- [Text excerpt]

We calculated DBC flux in Tg year−1 using Eq. (2), using the same DOC concentration (g L−1) and discharge (m3 s−1) from Ward et al. 32. To determine the flux to the ocean, we used the range of DBC% during low flow conditions of 7.2 ± 0.5% (this study, from Amazonas-Almeirim station 1) to high flow conditions of 9.9 ± 1.0% (from 2010 at Macapa52). Although this is the first DBC Amazon flux estimate, this measurement includes DBC measurements during the dry season (2015) and wet seasons (2010)52. For example, the DOC concentration at Amazonas-Almeirim (2.5 ± 0.3 mg L−1) measured during this time period (2015) is much lower than the average concentration (4.2 ± 0.9 mg L−1) made at the river mouth32. Future constrains on this first estimate can be made by sampling multiple cross channel locations, and at multiple depths, during all seasons across several years.
Catchment boundaries corresponding to each sample site were determined using a high-resolution (~500 m) stream drainage direction map for the Amazon River basin71. Supplementary Fig. 1c, d was created with ArcMap 10.6, relief shade from Natural Earth dataset (http://www.naturalearthdata.com), catchments derived from CAMREX (Carbon in the Amazon River Experiment) dataset (https://daac.ornl.gov/LBA/guides/CD06_CAMREX.html) and runoff from GSCD72 (https://water.jrc.ec.europa.eu/).

- [Records supplied]
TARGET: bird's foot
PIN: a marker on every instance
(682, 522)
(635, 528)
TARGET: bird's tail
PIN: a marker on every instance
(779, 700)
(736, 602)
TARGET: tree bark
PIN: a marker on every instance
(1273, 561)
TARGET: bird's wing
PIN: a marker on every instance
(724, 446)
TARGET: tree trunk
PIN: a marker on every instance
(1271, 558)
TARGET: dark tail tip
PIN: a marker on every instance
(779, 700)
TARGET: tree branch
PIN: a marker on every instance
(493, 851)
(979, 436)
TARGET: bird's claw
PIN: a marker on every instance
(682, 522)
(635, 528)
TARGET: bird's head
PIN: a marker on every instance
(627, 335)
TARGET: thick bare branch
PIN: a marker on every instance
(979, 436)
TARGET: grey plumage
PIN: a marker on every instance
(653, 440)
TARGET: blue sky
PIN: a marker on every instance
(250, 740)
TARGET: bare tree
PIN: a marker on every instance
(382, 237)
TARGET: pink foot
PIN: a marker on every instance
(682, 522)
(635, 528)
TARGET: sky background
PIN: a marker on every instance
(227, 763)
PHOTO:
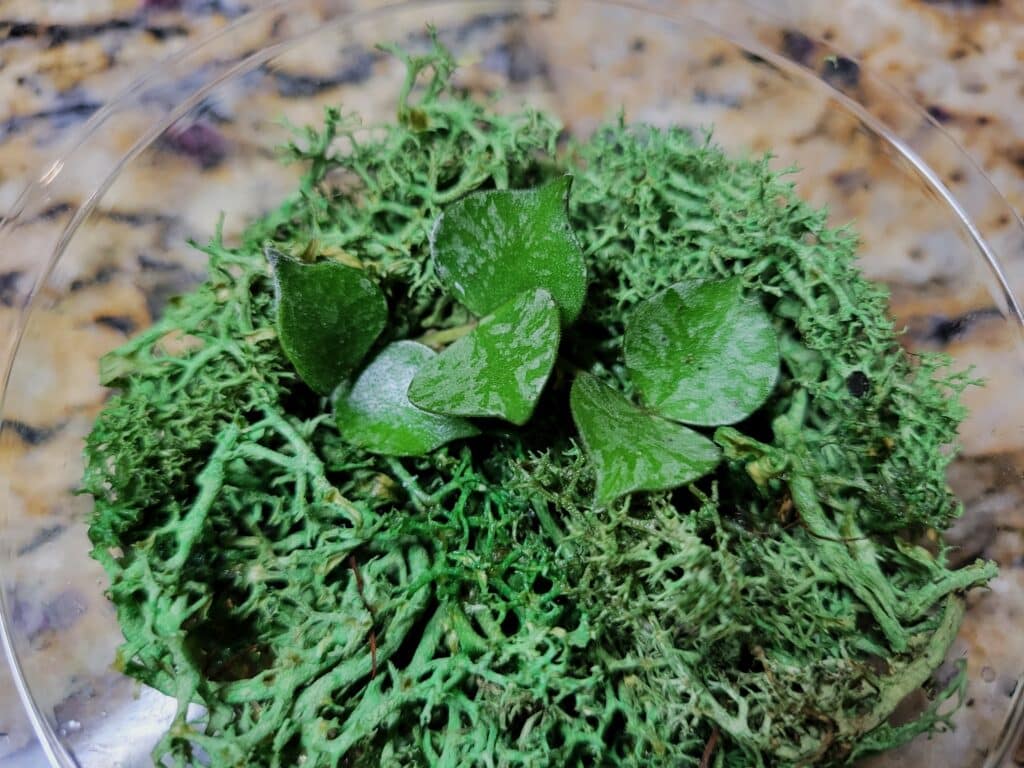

- [Task details]
Copy the Amazon carbon flux text starting at "We calculated DBC" and ending at "across several years.", swapping "flux" for "export".

- [Task output]
We calculated DBC export in Tg year−1 using Eq. (2), using the same DOC concentration (g L−1) and discharge (m3 s−1) from Ward et al. 32. To determine the export to the ocean, we used the range of DBC% during low flow conditions of 7.2 ± 0.5% (this study, from Amazonas-Almeirim station 1) to high flow conditions of 9.9 ± 1.0% (from 2010 at Macapa52). Although this is the first DBC Amazon export estimate, this measurement includes DBC measurements during the dry season (2015) and wet seasons (2010)52. For example, the DOC concentration at Amazonas-Almeirim (2.5 ± 0.3 mg L−1) measured during this time period (2015) is much lower than the average concentration (4.2 ± 0.9 mg L−1) made at the river mouth32. Future constrains on this first estimate can be made by sampling multiple cross channel locations, and at multiple depths, during all seasons across several years.